(Photo-based referring expression data)
··········
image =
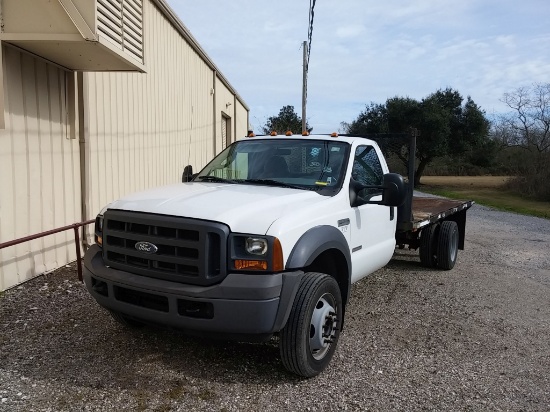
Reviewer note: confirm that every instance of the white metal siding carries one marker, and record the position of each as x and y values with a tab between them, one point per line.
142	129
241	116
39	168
··········
Assigned task:
Send back exactly the lines from the line with "Reviewer note: confirm" through the end of the records.

Answer below:
Reviewer note: confirm that every instance of the white metal siding carries one marker, and record the position of each as x and y values with a tab between them, one point per line.
142	129
241	116
39	168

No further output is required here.